Extracted data entries
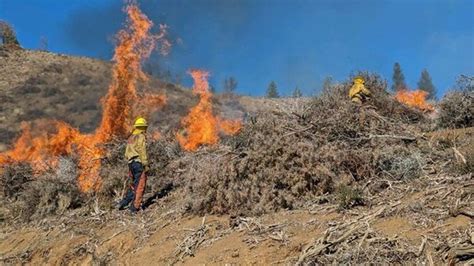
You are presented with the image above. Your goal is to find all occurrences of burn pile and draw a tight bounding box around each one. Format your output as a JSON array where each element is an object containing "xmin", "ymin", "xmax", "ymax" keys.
[
  {"xmin": 168, "ymin": 73, "xmax": 437, "ymax": 216},
  {"xmin": 176, "ymin": 69, "xmax": 242, "ymax": 151}
]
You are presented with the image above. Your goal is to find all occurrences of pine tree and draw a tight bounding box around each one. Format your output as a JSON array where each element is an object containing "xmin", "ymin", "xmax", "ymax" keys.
[
  {"xmin": 223, "ymin": 77, "xmax": 238, "ymax": 95},
  {"xmin": 209, "ymin": 84, "xmax": 216, "ymax": 93},
  {"xmin": 417, "ymin": 69, "xmax": 436, "ymax": 100},
  {"xmin": 266, "ymin": 81, "xmax": 279, "ymax": 98},
  {"xmin": 292, "ymin": 86, "xmax": 303, "ymax": 98},
  {"xmin": 391, "ymin": 62, "xmax": 406, "ymax": 92}
]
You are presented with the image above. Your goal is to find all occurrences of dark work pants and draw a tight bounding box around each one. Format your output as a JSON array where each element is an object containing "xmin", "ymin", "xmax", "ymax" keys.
[{"xmin": 119, "ymin": 161, "xmax": 146, "ymax": 213}]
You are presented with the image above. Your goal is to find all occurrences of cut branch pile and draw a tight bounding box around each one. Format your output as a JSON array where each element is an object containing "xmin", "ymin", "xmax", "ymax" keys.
[
  {"xmin": 230, "ymin": 216, "xmax": 289, "ymax": 246},
  {"xmin": 166, "ymin": 73, "xmax": 432, "ymax": 216},
  {"xmin": 174, "ymin": 216, "xmax": 209, "ymax": 261}
]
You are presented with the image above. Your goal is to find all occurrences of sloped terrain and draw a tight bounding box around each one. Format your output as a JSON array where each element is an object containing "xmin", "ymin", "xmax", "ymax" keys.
[
  {"xmin": 0, "ymin": 49, "xmax": 473, "ymax": 265},
  {"xmin": 0, "ymin": 48, "xmax": 200, "ymax": 151}
]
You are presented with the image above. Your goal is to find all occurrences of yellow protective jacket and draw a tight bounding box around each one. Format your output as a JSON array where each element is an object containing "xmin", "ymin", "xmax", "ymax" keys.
[
  {"xmin": 349, "ymin": 83, "xmax": 371, "ymax": 101},
  {"xmin": 124, "ymin": 131, "xmax": 148, "ymax": 166}
]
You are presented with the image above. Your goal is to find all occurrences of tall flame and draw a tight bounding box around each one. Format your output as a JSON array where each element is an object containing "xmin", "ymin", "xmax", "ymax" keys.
[
  {"xmin": 0, "ymin": 3, "xmax": 169, "ymax": 192},
  {"xmin": 395, "ymin": 90, "xmax": 434, "ymax": 112},
  {"xmin": 177, "ymin": 69, "xmax": 242, "ymax": 151}
]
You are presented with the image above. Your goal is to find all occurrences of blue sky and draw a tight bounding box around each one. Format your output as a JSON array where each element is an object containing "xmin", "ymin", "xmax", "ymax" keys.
[{"xmin": 1, "ymin": 0, "xmax": 473, "ymax": 97}]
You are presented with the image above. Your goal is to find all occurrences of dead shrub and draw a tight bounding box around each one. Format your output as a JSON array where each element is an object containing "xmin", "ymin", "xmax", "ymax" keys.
[
  {"xmin": 11, "ymin": 177, "xmax": 84, "ymax": 221},
  {"xmin": 42, "ymin": 87, "xmax": 62, "ymax": 97},
  {"xmin": 16, "ymin": 84, "xmax": 41, "ymax": 94},
  {"xmin": 98, "ymin": 167, "xmax": 127, "ymax": 208},
  {"xmin": 1, "ymin": 164, "xmax": 84, "ymax": 221},
  {"xmin": 0, "ymin": 163, "xmax": 32, "ymax": 198},
  {"xmin": 55, "ymin": 157, "xmax": 77, "ymax": 182},
  {"xmin": 451, "ymin": 144, "xmax": 474, "ymax": 175},
  {"xmin": 67, "ymin": 99, "xmax": 98, "ymax": 113},
  {"xmin": 0, "ymin": 21, "xmax": 20, "ymax": 48},
  {"xmin": 19, "ymin": 108, "xmax": 47, "ymax": 121},
  {"xmin": 376, "ymin": 149, "xmax": 423, "ymax": 180},
  {"xmin": 73, "ymin": 73, "xmax": 92, "ymax": 86},
  {"xmin": 0, "ymin": 128, "xmax": 16, "ymax": 141},
  {"xmin": 0, "ymin": 156, "xmax": 86, "ymax": 222},
  {"xmin": 437, "ymin": 90, "xmax": 473, "ymax": 129},
  {"xmin": 44, "ymin": 63, "xmax": 63, "ymax": 74}
]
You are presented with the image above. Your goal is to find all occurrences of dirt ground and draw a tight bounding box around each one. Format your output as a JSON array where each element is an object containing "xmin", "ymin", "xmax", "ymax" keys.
[{"xmin": 1, "ymin": 171, "xmax": 471, "ymax": 265}]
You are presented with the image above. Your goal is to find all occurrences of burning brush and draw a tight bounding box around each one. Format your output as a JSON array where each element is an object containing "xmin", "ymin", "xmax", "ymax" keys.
[
  {"xmin": 395, "ymin": 90, "xmax": 434, "ymax": 112},
  {"xmin": 0, "ymin": 3, "xmax": 169, "ymax": 192},
  {"xmin": 177, "ymin": 70, "xmax": 242, "ymax": 151}
]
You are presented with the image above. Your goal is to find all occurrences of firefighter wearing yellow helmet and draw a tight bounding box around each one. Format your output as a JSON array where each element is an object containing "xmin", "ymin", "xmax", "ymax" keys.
[
  {"xmin": 118, "ymin": 117, "xmax": 149, "ymax": 213},
  {"xmin": 349, "ymin": 76, "xmax": 371, "ymax": 104}
]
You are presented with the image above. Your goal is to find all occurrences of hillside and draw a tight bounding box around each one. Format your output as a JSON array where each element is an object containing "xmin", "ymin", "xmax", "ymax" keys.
[
  {"xmin": 0, "ymin": 49, "xmax": 473, "ymax": 265},
  {"xmin": 0, "ymin": 48, "xmax": 203, "ymax": 151}
]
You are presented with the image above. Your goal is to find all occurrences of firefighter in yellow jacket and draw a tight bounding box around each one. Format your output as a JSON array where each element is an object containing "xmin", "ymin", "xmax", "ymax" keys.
[
  {"xmin": 349, "ymin": 76, "xmax": 371, "ymax": 104},
  {"xmin": 118, "ymin": 117, "xmax": 149, "ymax": 213}
]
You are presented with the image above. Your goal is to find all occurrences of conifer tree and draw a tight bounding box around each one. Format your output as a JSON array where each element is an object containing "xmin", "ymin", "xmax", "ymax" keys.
[
  {"xmin": 417, "ymin": 69, "xmax": 436, "ymax": 100},
  {"xmin": 292, "ymin": 86, "xmax": 303, "ymax": 98},
  {"xmin": 391, "ymin": 62, "xmax": 406, "ymax": 92},
  {"xmin": 223, "ymin": 77, "xmax": 238, "ymax": 95},
  {"xmin": 266, "ymin": 81, "xmax": 279, "ymax": 98}
]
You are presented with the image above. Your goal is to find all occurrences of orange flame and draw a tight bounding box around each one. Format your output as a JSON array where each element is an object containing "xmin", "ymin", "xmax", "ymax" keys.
[
  {"xmin": 0, "ymin": 121, "xmax": 81, "ymax": 173},
  {"xmin": 395, "ymin": 90, "xmax": 434, "ymax": 112},
  {"xmin": 218, "ymin": 119, "xmax": 243, "ymax": 135},
  {"xmin": 177, "ymin": 69, "xmax": 242, "ymax": 151},
  {"xmin": 151, "ymin": 130, "xmax": 162, "ymax": 141},
  {"xmin": 0, "ymin": 3, "xmax": 169, "ymax": 192},
  {"xmin": 96, "ymin": 4, "xmax": 168, "ymax": 142}
]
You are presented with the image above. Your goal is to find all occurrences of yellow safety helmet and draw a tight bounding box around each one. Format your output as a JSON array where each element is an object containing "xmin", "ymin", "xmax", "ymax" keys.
[
  {"xmin": 133, "ymin": 117, "xmax": 148, "ymax": 128},
  {"xmin": 353, "ymin": 76, "xmax": 365, "ymax": 84}
]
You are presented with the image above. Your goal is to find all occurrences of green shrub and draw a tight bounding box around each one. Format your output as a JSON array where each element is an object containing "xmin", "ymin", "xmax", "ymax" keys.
[{"xmin": 336, "ymin": 185, "xmax": 364, "ymax": 210}]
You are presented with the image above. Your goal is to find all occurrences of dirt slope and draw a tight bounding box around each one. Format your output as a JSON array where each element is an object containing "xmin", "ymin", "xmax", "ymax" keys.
[{"xmin": 0, "ymin": 169, "xmax": 471, "ymax": 265}]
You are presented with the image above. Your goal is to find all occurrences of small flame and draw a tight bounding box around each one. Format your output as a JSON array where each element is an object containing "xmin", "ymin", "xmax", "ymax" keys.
[
  {"xmin": 218, "ymin": 119, "xmax": 243, "ymax": 135},
  {"xmin": 177, "ymin": 69, "xmax": 242, "ymax": 151},
  {"xmin": 0, "ymin": 3, "xmax": 169, "ymax": 192},
  {"xmin": 152, "ymin": 130, "xmax": 161, "ymax": 141},
  {"xmin": 395, "ymin": 90, "xmax": 434, "ymax": 111}
]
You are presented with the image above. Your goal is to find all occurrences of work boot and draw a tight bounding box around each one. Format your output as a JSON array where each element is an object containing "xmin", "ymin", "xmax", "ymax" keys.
[
  {"xmin": 117, "ymin": 200, "xmax": 128, "ymax": 211},
  {"xmin": 129, "ymin": 205, "xmax": 139, "ymax": 214}
]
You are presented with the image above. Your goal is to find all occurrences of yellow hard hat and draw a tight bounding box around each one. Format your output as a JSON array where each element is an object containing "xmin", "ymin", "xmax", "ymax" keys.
[
  {"xmin": 353, "ymin": 76, "xmax": 365, "ymax": 83},
  {"xmin": 133, "ymin": 117, "xmax": 148, "ymax": 128}
]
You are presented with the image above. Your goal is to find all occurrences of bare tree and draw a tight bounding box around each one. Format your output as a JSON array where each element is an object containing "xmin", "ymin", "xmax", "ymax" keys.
[{"xmin": 39, "ymin": 36, "xmax": 48, "ymax": 51}]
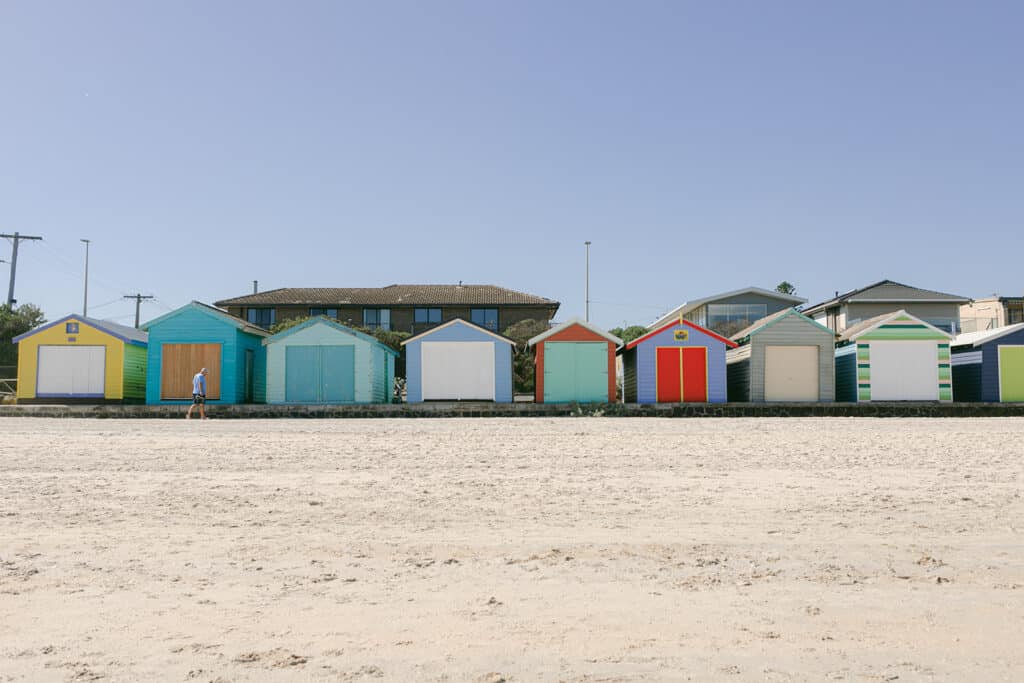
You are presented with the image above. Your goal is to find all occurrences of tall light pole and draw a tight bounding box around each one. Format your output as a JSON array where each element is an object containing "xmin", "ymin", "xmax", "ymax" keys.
[
  {"xmin": 81, "ymin": 239, "xmax": 91, "ymax": 316},
  {"xmin": 584, "ymin": 240, "xmax": 592, "ymax": 322}
]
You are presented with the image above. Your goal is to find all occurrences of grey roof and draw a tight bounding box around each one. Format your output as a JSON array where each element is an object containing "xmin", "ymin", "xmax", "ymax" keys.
[
  {"xmin": 215, "ymin": 284, "xmax": 560, "ymax": 309},
  {"xmin": 649, "ymin": 286, "xmax": 807, "ymax": 330},
  {"xmin": 804, "ymin": 280, "xmax": 971, "ymax": 316},
  {"xmin": 951, "ymin": 322, "xmax": 1024, "ymax": 348},
  {"xmin": 12, "ymin": 314, "xmax": 148, "ymax": 345}
]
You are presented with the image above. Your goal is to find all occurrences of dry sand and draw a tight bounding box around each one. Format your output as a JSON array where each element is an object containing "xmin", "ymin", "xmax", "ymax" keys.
[{"xmin": 0, "ymin": 417, "xmax": 1021, "ymax": 682}]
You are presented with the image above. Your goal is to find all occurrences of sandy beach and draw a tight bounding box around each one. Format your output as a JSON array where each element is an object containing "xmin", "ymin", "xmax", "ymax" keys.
[{"xmin": 0, "ymin": 417, "xmax": 1021, "ymax": 681}]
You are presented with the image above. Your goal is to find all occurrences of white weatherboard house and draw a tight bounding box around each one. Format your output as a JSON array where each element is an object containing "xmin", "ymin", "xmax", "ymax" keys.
[
  {"xmin": 401, "ymin": 318, "xmax": 515, "ymax": 403},
  {"xmin": 835, "ymin": 310, "xmax": 953, "ymax": 402}
]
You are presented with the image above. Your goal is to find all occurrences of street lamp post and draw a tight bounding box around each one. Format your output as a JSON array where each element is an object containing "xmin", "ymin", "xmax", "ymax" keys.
[
  {"xmin": 81, "ymin": 239, "xmax": 91, "ymax": 317},
  {"xmin": 584, "ymin": 241, "xmax": 591, "ymax": 322}
]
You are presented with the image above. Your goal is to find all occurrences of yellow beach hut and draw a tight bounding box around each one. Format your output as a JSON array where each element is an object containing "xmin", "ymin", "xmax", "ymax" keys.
[{"xmin": 13, "ymin": 314, "xmax": 148, "ymax": 403}]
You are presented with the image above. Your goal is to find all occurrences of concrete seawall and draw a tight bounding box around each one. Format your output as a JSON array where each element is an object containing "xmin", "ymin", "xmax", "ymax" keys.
[{"xmin": 2, "ymin": 402, "xmax": 1024, "ymax": 419}]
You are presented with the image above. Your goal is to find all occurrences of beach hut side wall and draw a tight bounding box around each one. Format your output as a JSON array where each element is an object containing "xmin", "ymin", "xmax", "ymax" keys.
[
  {"xmin": 743, "ymin": 314, "xmax": 835, "ymax": 402},
  {"xmin": 146, "ymin": 307, "xmax": 237, "ymax": 405},
  {"xmin": 534, "ymin": 324, "xmax": 616, "ymax": 403},
  {"xmin": 633, "ymin": 324, "xmax": 729, "ymax": 404},
  {"xmin": 951, "ymin": 350, "xmax": 982, "ymax": 402},
  {"xmin": 122, "ymin": 343, "xmax": 148, "ymax": 401},
  {"xmin": 834, "ymin": 345, "xmax": 858, "ymax": 402},
  {"xmin": 726, "ymin": 348, "xmax": 751, "ymax": 402},
  {"xmin": 405, "ymin": 322, "xmax": 513, "ymax": 403}
]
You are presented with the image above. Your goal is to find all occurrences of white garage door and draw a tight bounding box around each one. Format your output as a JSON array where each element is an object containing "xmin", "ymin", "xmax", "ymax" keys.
[
  {"xmin": 37, "ymin": 345, "xmax": 106, "ymax": 397},
  {"xmin": 868, "ymin": 341, "xmax": 938, "ymax": 401},
  {"xmin": 764, "ymin": 345, "xmax": 819, "ymax": 401},
  {"xmin": 422, "ymin": 341, "xmax": 495, "ymax": 400}
]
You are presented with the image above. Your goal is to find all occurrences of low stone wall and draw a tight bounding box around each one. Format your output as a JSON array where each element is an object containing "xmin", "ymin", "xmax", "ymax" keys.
[{"xmin": 1, "ymin": 402, "xmax": 1023, "ymax": 419}]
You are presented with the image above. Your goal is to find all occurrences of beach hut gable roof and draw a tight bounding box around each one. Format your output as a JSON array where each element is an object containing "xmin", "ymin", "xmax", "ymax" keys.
[
  {"xmin": 839, "ymin": 309, "xmax": 953, "ymax": 342},
  {"xmin": 13, "ymin": 314, "xmax": 149, "ymax": 346},
  {"xmin": 142, "ymin": 301, "xmax": 270, "ymax": 337},
  {"xmin": 527, "ymin": 317, "xmax": 622, "ymax": 347},
  {"xmin": 262, "ymin": 316, "xmax": 399, "ymax": 356},
  {"xmin": 400, "ymin": 318, "xmax": 515, "ymax": 346},
  {"xmin": 730, "ymin": 308, "xmax": 835, "ymax": 344},
  {"xmin": 625, "ymin": 318, "xmax": 738, "ymax": 351},
  {"xmin": 951, "ymin": 322, "xmax": 1024, "ymax": 349}
]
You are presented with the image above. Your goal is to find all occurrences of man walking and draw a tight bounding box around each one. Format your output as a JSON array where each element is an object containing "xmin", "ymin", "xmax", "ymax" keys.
[{"xmin": 186, "ymin": 367, "xmax": 209, "ymax": 419}]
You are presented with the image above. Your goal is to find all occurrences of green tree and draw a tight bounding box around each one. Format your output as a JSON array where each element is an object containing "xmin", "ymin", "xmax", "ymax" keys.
[
  {"xmin": 0, "ymin": 303, "xmax": 46, "ymax": 368},
  {"xmin": 609, "ymin": 325, "xmax": 647, "ymax": 343},
  {"xmin": 775, "ymin": 281, "xmax": 797, "ymax": 296},
  {"xmin": 503, "ymin": 318, "xmax": 550, "ymax": 394}
]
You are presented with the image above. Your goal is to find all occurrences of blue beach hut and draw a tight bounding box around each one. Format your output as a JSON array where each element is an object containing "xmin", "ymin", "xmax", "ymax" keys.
[
  {"xmin": 263, "ymin": 317, "xmax": 397, "ymax": 404},
  {"xmin": 951, "ymin": 323, "xmax": 1024, "ymax": 402},
  {"xmin": 401, "ymin": 318, "xmax": 515, "ymax": 403},
  {"xmin": 144, "ymin": 301, "xmax": 268, "ymax": 405},
  {"xmin": 618, "ymin": 318, "xmax": 736, "ymax": 404}
]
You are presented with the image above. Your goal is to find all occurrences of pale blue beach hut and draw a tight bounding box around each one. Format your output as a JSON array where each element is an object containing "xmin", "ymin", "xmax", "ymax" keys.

**About this task**
Look above for the line that holds "of green tree", then copy it and each line after it exactly, through the last line of the data.

**Answer area**
You are presented with the image above. Your goal is to find all occurrences of green tree and draw a tight bounding box around each one. Format your output as a JSON array where each element is an object containing "xmin", "ymin", "xmax", "ymax" keys.
[
  {"xmin": 0, "ymin": 303, "xmax": 46, "ymax": 368},
  {"xmin": 609, "ymin": 325, "xmax": 647, "ymax": 343},
  {"xmin": 775, "ymin": 281, "xmax": 797, "ymax": 296},
  {"xmin": 503, "ymin": 318, "xmax": 550, "ymax": 394}
]
You are presented with the image above. Your goal is to find all occurrences of blue beach hut and draw a tight bounding box around each one. Format your output as a JSON array where each element is an object containing "xmin", "ymin", "xmax", "ymax" keys.
[
  {"xmin": 263, "ymin": 317, "xmax": 397, "ymax": 404},
  {"xmin": 951, "ymin": 323, "xmax": 1024, "ymax": 402},
  {"xmin": 401, "ymin": 318, "xmax": 515, "ymax": 403},
  {"xmin": 144, "ymin": 301, "xmax": 268, "ymax": 405},
  {"xmin": 618, "ymin": 318, "xmax": 736, "ymax": 404}
]
You are presented with the image above. Your goal is to find all occurrences of pale blue beach hut and draw a tight bounding box around each one. Format your output as a JSON array where each element is an object containing "xmin", "ymin", "xmax", "ymax" keys.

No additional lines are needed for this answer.